EXERCISE OBJECTIVE – In the entries below, find the line with "TARGET: front wheel" and the line with "TARGET: woven basket". Print those two and everything between them exactly, and nothing else.

EXERCISE MATERIALS –
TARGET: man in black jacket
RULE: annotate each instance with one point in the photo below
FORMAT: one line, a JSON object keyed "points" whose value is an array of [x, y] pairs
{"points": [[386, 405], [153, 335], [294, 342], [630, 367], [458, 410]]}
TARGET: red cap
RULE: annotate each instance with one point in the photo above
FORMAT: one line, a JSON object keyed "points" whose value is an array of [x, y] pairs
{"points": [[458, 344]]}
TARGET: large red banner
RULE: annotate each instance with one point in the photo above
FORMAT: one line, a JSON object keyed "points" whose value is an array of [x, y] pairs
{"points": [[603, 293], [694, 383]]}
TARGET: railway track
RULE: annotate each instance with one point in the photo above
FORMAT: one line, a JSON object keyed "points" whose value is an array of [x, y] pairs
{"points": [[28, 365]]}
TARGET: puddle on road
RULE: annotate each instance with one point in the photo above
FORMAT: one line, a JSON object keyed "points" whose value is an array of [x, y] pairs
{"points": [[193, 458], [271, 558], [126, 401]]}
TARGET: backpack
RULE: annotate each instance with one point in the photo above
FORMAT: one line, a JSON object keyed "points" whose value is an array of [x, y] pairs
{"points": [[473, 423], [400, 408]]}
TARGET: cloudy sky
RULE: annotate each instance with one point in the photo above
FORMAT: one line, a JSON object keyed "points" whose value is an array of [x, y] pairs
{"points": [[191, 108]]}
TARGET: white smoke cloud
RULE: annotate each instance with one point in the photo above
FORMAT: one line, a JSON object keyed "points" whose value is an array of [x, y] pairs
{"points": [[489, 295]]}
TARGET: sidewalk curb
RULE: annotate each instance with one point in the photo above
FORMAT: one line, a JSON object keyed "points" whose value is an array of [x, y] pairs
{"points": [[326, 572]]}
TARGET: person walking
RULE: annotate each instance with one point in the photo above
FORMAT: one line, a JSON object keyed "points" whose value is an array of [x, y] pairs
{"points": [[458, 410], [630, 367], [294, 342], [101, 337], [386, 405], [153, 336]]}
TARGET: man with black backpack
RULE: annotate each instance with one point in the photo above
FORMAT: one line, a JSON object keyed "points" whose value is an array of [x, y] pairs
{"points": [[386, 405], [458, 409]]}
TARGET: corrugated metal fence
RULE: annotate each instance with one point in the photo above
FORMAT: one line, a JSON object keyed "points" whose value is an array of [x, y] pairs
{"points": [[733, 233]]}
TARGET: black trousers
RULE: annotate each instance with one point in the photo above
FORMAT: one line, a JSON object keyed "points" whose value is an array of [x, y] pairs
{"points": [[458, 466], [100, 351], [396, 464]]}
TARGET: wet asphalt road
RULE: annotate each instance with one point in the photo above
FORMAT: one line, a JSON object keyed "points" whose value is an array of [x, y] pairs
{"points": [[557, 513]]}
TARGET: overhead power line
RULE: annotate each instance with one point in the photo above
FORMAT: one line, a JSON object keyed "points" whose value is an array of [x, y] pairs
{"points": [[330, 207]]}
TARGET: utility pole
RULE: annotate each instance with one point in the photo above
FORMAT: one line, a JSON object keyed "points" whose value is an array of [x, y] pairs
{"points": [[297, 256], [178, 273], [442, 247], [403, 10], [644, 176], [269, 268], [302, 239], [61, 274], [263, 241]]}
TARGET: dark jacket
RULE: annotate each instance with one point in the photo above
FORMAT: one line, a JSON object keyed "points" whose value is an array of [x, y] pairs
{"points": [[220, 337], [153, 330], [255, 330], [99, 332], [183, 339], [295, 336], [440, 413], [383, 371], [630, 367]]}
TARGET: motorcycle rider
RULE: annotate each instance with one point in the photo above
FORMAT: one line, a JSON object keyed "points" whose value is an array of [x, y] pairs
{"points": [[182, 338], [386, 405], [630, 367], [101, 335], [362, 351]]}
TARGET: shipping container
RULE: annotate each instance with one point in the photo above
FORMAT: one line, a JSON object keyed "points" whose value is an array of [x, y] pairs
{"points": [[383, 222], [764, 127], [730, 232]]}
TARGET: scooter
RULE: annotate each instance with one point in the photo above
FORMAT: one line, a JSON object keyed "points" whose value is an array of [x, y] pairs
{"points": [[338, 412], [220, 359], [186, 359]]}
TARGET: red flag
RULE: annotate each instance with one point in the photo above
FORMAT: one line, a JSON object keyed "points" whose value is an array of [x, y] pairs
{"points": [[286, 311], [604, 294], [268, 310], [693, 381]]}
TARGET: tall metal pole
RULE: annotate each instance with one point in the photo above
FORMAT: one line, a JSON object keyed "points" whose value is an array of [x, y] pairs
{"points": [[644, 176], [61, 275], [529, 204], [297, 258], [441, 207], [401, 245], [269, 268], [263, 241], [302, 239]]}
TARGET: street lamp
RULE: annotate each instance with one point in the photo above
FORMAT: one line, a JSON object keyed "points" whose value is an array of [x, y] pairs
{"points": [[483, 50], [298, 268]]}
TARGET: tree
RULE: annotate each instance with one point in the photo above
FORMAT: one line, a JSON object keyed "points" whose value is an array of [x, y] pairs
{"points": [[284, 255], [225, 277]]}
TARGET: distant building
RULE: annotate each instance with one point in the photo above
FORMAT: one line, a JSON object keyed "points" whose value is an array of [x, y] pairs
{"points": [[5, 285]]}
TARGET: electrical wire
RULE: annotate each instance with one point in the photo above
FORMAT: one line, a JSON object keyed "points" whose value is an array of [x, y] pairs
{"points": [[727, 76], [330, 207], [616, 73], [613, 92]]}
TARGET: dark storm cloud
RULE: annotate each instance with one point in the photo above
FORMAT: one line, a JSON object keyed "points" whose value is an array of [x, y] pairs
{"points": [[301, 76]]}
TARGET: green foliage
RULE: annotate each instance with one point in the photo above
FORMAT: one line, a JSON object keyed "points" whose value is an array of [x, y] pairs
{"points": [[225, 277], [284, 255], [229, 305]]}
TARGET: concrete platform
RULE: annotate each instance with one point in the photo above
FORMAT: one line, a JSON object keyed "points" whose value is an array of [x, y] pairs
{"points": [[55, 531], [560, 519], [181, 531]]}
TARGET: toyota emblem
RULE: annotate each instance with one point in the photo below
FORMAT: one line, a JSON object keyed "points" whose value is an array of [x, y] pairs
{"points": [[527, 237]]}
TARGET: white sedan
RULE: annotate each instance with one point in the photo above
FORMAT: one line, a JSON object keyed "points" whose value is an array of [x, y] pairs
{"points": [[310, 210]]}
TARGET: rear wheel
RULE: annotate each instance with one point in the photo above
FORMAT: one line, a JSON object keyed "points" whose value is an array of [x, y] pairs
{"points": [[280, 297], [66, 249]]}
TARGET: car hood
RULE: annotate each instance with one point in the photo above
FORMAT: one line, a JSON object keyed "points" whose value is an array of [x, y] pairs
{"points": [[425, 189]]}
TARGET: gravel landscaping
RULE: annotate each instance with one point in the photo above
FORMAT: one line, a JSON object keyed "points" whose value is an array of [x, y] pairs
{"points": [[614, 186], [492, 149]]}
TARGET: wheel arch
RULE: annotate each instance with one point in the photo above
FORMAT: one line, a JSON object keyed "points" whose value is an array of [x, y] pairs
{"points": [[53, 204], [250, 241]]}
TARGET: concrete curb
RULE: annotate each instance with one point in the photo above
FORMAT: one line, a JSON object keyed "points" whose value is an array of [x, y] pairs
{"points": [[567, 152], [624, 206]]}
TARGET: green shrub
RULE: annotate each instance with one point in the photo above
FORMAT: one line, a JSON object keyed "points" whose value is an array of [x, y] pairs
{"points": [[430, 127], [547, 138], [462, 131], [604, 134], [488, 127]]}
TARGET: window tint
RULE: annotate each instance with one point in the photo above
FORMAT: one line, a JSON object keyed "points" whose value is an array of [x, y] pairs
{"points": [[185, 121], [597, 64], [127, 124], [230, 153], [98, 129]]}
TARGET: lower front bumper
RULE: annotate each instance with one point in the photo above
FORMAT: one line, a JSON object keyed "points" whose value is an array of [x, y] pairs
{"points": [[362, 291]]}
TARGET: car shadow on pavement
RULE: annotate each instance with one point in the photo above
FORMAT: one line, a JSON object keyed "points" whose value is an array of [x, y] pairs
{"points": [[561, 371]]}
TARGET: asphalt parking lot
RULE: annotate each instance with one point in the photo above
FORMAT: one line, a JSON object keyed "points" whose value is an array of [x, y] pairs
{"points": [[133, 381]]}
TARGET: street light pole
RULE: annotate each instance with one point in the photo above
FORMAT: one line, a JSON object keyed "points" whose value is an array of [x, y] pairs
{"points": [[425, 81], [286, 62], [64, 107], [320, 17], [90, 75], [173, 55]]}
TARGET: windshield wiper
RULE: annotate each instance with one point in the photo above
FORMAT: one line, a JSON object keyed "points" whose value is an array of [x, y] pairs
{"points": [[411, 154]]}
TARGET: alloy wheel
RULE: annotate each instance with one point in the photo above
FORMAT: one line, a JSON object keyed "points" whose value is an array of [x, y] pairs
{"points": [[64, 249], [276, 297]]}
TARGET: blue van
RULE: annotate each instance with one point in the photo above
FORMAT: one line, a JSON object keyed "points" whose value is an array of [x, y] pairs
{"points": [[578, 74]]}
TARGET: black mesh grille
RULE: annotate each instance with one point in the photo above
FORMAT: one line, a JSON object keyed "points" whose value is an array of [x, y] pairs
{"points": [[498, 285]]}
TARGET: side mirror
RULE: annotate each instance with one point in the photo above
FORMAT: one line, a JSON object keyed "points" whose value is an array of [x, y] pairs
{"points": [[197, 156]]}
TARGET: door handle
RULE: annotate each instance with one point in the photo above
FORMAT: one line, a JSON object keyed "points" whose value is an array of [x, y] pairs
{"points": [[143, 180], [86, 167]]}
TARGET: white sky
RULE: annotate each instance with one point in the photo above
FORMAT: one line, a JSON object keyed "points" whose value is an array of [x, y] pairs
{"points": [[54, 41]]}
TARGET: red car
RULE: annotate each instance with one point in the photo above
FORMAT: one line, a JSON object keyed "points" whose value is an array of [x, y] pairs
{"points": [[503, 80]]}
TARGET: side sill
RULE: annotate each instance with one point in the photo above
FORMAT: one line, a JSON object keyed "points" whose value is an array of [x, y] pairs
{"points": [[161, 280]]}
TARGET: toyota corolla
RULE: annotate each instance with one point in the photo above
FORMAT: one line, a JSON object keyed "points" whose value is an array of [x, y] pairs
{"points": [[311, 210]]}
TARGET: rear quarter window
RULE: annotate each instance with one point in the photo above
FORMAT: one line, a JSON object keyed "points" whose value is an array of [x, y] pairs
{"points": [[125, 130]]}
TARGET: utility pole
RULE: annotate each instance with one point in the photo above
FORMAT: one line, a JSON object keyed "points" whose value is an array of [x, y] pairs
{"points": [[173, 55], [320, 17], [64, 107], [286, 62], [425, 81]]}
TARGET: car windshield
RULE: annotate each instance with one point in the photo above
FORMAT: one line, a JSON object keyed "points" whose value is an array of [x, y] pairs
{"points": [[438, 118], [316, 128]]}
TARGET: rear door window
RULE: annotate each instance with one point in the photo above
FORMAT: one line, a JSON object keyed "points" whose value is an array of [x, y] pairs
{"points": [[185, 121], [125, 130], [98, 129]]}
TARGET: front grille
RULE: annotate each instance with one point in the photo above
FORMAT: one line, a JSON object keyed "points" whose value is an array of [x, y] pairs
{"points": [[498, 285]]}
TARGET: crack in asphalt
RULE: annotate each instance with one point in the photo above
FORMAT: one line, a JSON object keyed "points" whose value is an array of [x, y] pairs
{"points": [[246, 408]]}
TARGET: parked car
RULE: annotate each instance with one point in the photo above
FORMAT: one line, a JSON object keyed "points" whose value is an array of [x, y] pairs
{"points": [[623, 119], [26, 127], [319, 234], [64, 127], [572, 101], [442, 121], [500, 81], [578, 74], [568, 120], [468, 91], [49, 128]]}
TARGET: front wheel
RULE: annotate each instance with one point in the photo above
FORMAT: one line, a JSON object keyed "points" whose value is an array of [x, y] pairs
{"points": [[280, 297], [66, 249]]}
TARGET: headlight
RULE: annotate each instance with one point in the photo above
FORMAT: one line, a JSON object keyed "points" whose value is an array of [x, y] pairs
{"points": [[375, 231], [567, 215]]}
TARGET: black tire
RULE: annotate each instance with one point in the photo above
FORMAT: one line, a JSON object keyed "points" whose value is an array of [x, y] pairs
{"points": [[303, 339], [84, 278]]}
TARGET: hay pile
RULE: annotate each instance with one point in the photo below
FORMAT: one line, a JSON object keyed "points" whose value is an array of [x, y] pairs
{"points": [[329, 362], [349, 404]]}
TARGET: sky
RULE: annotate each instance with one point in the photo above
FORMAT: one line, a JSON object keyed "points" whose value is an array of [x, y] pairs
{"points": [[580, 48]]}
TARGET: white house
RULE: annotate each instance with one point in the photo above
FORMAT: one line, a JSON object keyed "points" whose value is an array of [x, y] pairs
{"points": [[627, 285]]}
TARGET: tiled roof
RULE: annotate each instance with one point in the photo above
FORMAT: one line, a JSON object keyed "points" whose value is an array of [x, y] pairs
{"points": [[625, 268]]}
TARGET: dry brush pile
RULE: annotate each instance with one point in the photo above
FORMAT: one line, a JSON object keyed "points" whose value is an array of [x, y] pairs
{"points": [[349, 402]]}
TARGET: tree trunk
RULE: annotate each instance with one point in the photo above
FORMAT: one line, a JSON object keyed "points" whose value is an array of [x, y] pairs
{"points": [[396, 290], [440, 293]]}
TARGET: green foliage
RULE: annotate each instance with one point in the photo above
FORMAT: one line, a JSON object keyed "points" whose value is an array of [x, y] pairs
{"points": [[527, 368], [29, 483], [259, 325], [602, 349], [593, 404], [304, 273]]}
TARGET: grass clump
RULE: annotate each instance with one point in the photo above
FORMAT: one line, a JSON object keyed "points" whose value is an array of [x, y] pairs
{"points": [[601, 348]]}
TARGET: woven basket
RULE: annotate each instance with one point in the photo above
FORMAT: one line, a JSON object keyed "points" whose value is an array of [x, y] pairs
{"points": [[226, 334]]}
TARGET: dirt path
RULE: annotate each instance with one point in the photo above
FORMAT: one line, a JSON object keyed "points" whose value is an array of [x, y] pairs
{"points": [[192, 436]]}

WRITTEN ANSWER –
TARGET: front wheel
RULE: annotate each instance with one point in the photo above
FORMAT: one line, a JSON object keyed "points" whose value is an array of [x, y] pairs
{"points": [[280, 297], [66, 249]]}
TARGET: headlight
RULE: annotate each instance with one point in the photo above
FORMAT: one line, a JSON object keyed "points" whose value is an array of [x, y] pairs
{"points": [[375, 231], [567, 215]]}
TARGET: black tire
RULE: annotate each instance with one point in the photo above
FORMAT: one line, a JSON object keyed "points" whose value is an array of [x, y] pairs
{"points": [[303, 339], [84, 278]]}
TARGET: hay pile
RULE: annotate each instance with one point in the photo below
FORMAT: one line, a JSON object keyed "points" whose value is an array of [x, y] pairs
{"points": [[329, 362], [349, 404]]}
TARGET: sky
RULE: annotate each instance with one point in the photo above
FORMAT: one line, a JSON object keyed "points" whose value is an array of [x, y] pairs
{"points": [[580, 48]]}
TARGET: white house
RULE: annotate each instance with one point in the photo above
FORMAT: one line, a JSON object keyed "points" whose value is an array of [x, y] pairs
{"points": [[627, 285]]}
TARGET: tiled roof
RULE: annotate each instance with one point in the photo above
FORMAT: one line, a JSON object keyed "points" whose value is an array of [x, y] pairs
{"points": [[625, 268]]}
TARGET: dry brush pile
RULE: annotate each instance with one point in the photo above
FORMAT: one line, a JSON object keyed "points" whose value is an array of [x, y] pairs
{"points": [[349, 402]]}
TARGET: tree trunk
RULE: annotate each instance with one point in the photo above
FORMAT: one line, a JSON object keyed "points" whose value is an array of [x, y] pairs
{"points": [[396, 290], [440, 293]]}
TARGET: green foliage
RULE: annotate each instance with one point in the photo above
FORMAT: one line, a JSON object keyed "points" whose value is an array of [x, y] pairs
{"points": [[527, 368], [29, 483], [259, 325], [602, 349], [593, 404], [304, 273]]}
TARGET: grass clump
RULE: annotate each instance with one point in the photo above
FORMAT: one line, a JSON object keyed "points" whose value is an array of [x, y] pairs
{"points": [[601, 348]]}
TARGET: woven basket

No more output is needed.